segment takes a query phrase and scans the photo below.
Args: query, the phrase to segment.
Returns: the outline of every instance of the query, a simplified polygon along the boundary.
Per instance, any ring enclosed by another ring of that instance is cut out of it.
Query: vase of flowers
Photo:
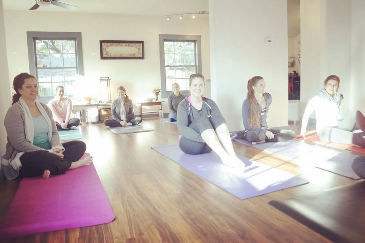
[[[152,93],[155,95],[155,100],[157,101],[158,100],[158,95],[161,92],[161,90],[160,88],[155,88],[152,90]]]

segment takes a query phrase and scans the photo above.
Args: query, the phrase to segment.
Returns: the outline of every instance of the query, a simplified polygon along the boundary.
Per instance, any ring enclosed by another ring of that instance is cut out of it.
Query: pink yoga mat
[[[91,164],[47,179],[23,179],[0,227],[0,239],[104,224],[115,217]]]

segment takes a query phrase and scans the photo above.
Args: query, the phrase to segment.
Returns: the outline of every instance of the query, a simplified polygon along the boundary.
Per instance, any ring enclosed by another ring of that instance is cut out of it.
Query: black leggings
[[[78,118],[72,118],[70,119],[69,124],[67,124],[67,129],[65,129],[62,128],[61,124],[56,122],[56,126],[57,127],[57,131],[65,131],[65,130],[69,130],[71,127],[74,126],[77,126],[80,125],[80,119]]]
[[[226,121],[223,117],[215,117],[208,119],[201,117],[192,122],[189,127],[200,134],[207,129],[215,130],[220,125],[225,124]],[[209,153],[212,149],[205,142],[193,141],[187,138],[184,136],[179,140],[179,147],[183,152],[189,154],[199,154]]]
[[[132,126],[135,126],[142,122],[142,118],[139,117],[137,117],[131,119],[129,122],[132,124]],[[116,127],[122,126],[120,124],[114,119],[107,119],[104,121],[104,125],[108,126]]]
[[[80,159],[86,150],[82,141],[73,140],[62,144],[65,150],[62,158],[52,153],[37,150],[26,153],[20,156],[22,168],[19,173],[23,177],[34,177],[49,170],[51,175],[62,175],[71,166],[71,163]]]
[[[359,156],[354,160],[351,167],[356,175],[365,179],[365,156]]]
[[[256,131],[248,131],[245,136],[245,139],[250,142],[257,142],[265,140],[269,142],[283,142],[291,140],[295,137],[295,133],[291,130],[272,128],[266,129],[274,134],[274,138],[269,139],[264,133]]]

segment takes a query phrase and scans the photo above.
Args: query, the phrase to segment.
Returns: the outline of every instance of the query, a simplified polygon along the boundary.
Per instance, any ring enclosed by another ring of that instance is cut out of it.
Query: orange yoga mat
[[[337,144],[334,142],[330,142],[320,140],[318,138],[318,136],[317,135],[317,133],[316,132],[315,130],[308,131],[306,133],[305,135],[306,136],[306,139],[304,140],[307,141],[310,141],[318,144],[325,145],[326,146],[332,147],[332,148],[346,149],[346,150],[349,150],[351,151],[357,152],[358,153],[365,154],[365,148],[360,147],[357,145]],[[297,138],[299,139],[303,139],[303,138],[299,137],[297,137]]]

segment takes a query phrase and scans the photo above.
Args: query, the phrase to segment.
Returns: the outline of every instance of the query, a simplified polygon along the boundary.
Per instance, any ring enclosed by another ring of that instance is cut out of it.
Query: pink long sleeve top
[[[48,106],[53,116],[53,119],[59,124],[62,125],[67,121],[70,121],[71,114],[72,113],[72,102],[68,98],[64,98],[61,106],[58,101],[53,99],[48,102]]]

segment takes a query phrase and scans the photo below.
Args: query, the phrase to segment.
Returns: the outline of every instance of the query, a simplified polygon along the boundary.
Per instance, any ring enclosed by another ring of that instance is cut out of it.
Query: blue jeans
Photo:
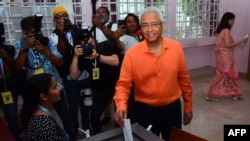
[[[68,102],[66,100],[66,96],[64,90],[60,92],[61,100],[54,104],[57,114],[62,120],[63,127],[69,134],[71,141],[76,141],[76,135],[74,133],[74,126],[73,126],[73,118],[70,114],[68,108]]]
[[[13,102],[12,104],[4,105],[1,102],[1,107],[3,109],[3,113],[5,114],[6,121],[8,124],[8,128],[10,129],[10,132],[15,137],[16,141],[21,141],[20,133],[21,129],[19,127],[19,116],[18,116],[18,96],[20,95],[23,100],[25,99],[25,84],[18,86],[16,88],[13,88],[11,90]],[[2,98],[1,98],[2,99]]]
[[[78,110],[80,106],[82,128],[84,130],[90,129],[90,107],[83,105],[83,98],[80,91],[89,87],[89,79],[84,80],[64,80],[64,88],[69,102],[70,113],[73,116],[73,125],[75,133],[78,133]]]
[[[141,102],[135,102],[135,118],[138,124],[147,128],[152,125],[151,131],[156,135],[162,135],[166,141],[169,140],[171,128],[181,128],[182,114],[180,99],[175,102],[159,107],[153,107]]]

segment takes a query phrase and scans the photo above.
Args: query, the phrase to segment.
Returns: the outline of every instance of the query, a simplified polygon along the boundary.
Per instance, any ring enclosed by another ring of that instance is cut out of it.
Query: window
[[[0,23],[4,23],[6,44],[14,44],[16,39],[23,36],[20,21],[25,16],[41,13],[42,32],[49,36],[54,29],[52,11],[56,5],[67,8],[73,23],[81,24],[85,0],[0,0]],[[89,4],[89,3],[88,3]],[[87,4],[86,4],[87,5]],[[88,5],[87,5],[88,6]]]
[[[160,8],[165,21],[167,20],[167,3],[168,0],[101,0],[101,5],[110,10],[110,21],[117,23],[118,20],[124,19],[128,13],[134,13],[138,17],[142,10],[147,6],[157,6]],[[167,35],[167,31],[164,32]]]
[[[24,16],[43,14],[42,31],[48,36],[54,28],[52,10],[56,5],[67,8],[75,24],[87,22],[91,26],[89,9],[92,0],[0,0],[0,22],[4,23],[5,39],[8,44],[22,36],[20,20]],[[222,12],[222,0],[97,0],[110,10],[110,21],[117,23],[128,13],[140,16],[150,5],[160,8],[167,29],[164,35],[170,38],[199,39],[212,37]],[[87,17],[87,18],[86,18]],[[89,18],[89,19],[88,19]],[[206,40],[208,41],[208,40]],[[208,42],[211,42],[209,40]],[[204,41],[202,41],[204,43]],[[207,44],[207,43],[206,43]],[[201,44],[198,44],[201,45]],[[204,45],[204,44],[202,44]],[[189,44],[188,46],[192,46]]]
[[[215,35],[221,13],[220,0],[177,0],[176,38]]]

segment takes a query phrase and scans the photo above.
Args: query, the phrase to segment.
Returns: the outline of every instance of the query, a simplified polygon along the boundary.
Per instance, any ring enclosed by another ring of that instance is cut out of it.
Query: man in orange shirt
[[[127,118],[127,101],[134,86],[135,118],[138,124],[168,140],[171,127],[181,128],[192,120],[192,86],[180,43],[164,38],[166,26],[158,8],[147,7],[140,24],[144,41],[125,54],[120,78],[116,84],[115,120],[123,126]]]

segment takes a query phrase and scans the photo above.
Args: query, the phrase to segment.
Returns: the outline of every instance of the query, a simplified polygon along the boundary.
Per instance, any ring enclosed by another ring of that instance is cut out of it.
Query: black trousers
[[[150,131],[156,135],[162,136],[166,141],[169,140],[171,128],[181,128],[182,114],[181,114],[180,99],[166,106],[153,107],[141,102],[135,102],[135,118],[138,124],[147,128],[152,125]]]

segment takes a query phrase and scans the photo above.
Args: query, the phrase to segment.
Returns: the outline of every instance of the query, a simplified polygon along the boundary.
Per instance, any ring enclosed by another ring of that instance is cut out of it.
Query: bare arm
[[[248,40],[248,38],[243,38],[243,39],[240,39],[239,41],[235,41],[235,42],[230,42],[230,39],[228,38],[225,38],[225,44],[228,48],[234,48],[242,43],[246,43]]]

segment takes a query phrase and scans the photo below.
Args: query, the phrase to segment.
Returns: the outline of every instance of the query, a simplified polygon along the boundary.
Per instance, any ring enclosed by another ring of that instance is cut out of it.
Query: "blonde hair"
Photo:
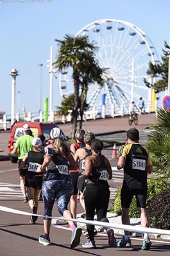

***

** The task **
Identify every line above that contains the word "black" and copy each one in full. Case counts.

** Problem solution **
Query: black leggings
Query: black trousers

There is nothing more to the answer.